-- Begin RECORDS SUPPLIED --

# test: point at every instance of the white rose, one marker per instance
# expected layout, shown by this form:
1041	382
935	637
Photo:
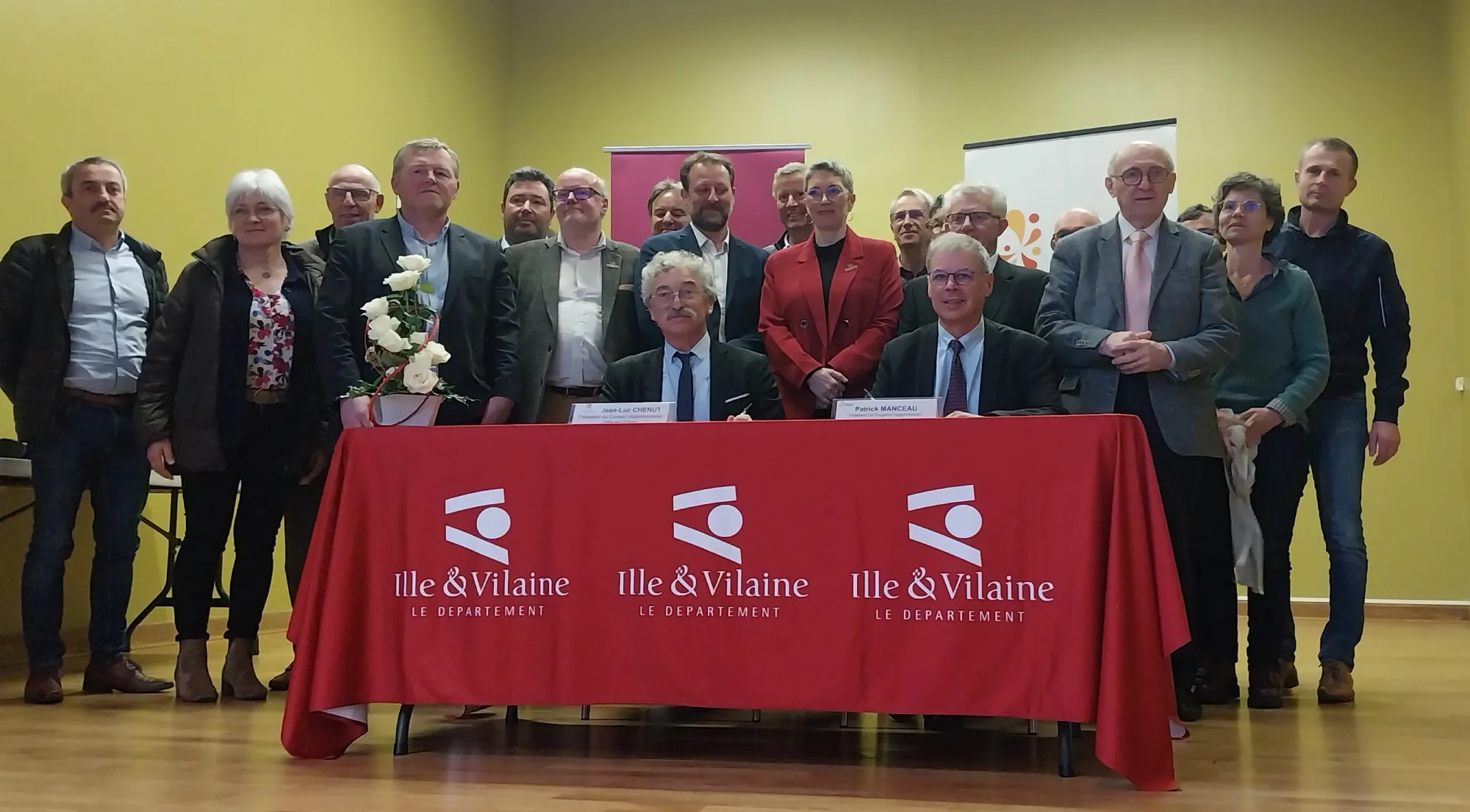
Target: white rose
377	308
417	264
434	352
381	326
404	280
392	342
420	378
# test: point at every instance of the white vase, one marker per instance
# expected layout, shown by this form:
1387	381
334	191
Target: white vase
406	409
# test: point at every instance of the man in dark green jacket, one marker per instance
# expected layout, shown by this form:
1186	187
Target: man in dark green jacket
76	311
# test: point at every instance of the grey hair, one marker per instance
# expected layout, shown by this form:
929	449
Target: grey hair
265	183
834	168
424	145
956	242
670	261
999	204
95	161
795	168
924	198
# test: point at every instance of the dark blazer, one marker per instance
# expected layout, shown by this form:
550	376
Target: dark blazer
742	312
478	321
536	268
739	378
1190	311
1018	376
1014	299
846	331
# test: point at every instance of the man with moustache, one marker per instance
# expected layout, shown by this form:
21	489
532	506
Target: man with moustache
1071	223
1362	302
76	314
471	290
739	265
787	187
980	211
974	365
354	195
908	218
668	206
1140	318
565	296
526	205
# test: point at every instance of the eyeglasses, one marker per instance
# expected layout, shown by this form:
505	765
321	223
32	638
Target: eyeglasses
337	195
580	193
942	279
1250	206
683	295
978	218
1136	176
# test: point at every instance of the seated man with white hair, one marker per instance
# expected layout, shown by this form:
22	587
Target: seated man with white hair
975	365
705	380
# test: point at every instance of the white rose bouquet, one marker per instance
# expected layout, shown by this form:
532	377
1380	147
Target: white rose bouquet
401	337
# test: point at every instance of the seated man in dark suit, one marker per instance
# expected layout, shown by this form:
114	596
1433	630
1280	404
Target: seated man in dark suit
974	364
706	380
980	212
739	267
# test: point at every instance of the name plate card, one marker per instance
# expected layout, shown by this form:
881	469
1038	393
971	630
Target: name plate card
623	412
870	408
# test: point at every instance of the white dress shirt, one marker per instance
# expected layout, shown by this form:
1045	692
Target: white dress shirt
720	259
577	361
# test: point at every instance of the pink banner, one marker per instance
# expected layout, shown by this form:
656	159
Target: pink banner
755	217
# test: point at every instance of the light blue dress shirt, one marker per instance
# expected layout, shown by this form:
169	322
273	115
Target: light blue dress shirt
702	377
110	321
439	254
971	358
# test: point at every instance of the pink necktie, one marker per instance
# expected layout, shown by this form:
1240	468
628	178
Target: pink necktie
1137	280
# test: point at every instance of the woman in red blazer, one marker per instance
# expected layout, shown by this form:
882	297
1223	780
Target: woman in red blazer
828	305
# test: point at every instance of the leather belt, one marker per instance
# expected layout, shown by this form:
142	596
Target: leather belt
267	398
111	400
577	392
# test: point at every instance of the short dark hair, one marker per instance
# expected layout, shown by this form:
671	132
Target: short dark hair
524	176
705	158
1194	212
1334	145
1271	193
665	186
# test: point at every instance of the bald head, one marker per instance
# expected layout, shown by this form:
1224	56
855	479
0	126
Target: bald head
354	195
1072	220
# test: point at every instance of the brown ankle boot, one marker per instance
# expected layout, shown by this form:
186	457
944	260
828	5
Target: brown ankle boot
192	680
239	677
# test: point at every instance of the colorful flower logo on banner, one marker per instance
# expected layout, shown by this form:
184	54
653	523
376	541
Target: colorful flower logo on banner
1021	242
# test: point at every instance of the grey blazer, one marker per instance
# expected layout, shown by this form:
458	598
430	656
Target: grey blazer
1190	311
536	268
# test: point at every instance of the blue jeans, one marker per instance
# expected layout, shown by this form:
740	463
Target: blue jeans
1337	442
93	449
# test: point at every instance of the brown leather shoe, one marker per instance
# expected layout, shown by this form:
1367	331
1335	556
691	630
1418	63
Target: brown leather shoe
45	686
282	681
123	675
1337	684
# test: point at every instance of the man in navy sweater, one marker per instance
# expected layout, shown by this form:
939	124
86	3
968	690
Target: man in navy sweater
1362	302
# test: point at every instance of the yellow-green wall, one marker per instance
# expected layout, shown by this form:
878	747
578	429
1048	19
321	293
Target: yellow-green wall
184	93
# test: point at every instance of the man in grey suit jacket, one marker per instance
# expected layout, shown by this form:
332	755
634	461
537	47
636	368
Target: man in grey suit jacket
1139	315
565	293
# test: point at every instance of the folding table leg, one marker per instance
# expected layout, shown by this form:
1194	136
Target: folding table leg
401	737
1065	739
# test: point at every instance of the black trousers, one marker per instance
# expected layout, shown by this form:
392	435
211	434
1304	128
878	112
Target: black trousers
1281	478
257	474
1188	493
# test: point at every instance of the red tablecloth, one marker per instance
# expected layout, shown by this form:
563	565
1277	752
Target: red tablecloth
1003	567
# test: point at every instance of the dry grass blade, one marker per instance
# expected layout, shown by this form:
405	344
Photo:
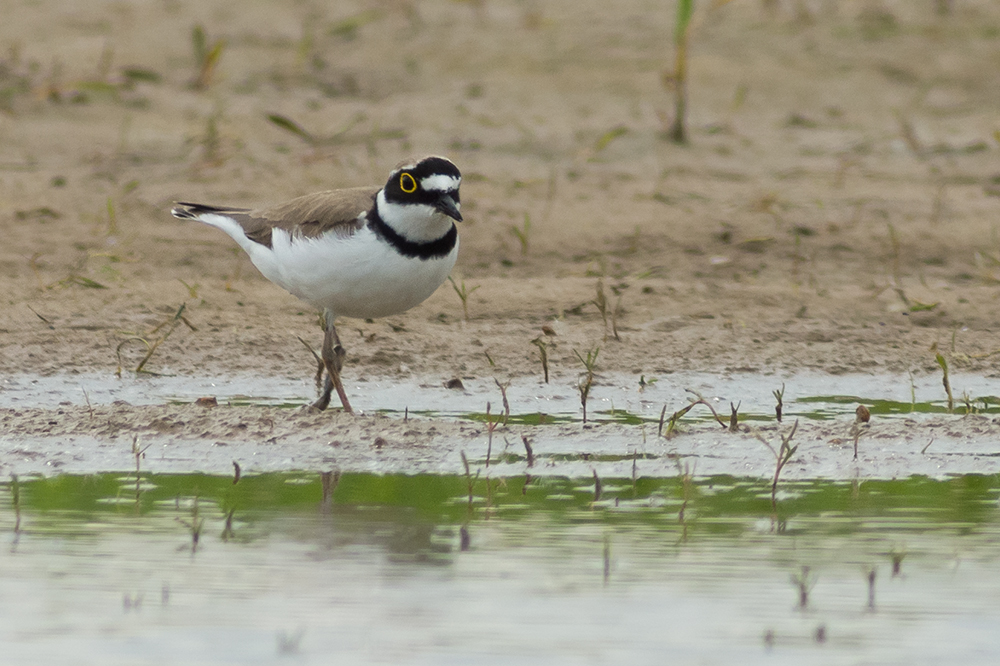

-- End RECORDS SUPPLIED --

- _WHAT TO PRODUCE_: Find every line in the material above that contains the word "rose" and copy each one out.

- _ANSWER TO THE PROBLEM_:
# test: point at every instance of the white rose, one marker per instance
Target: white rose
# test: point at every instance of the white rose bouquet, one marker per instance
Target: white rose bouquet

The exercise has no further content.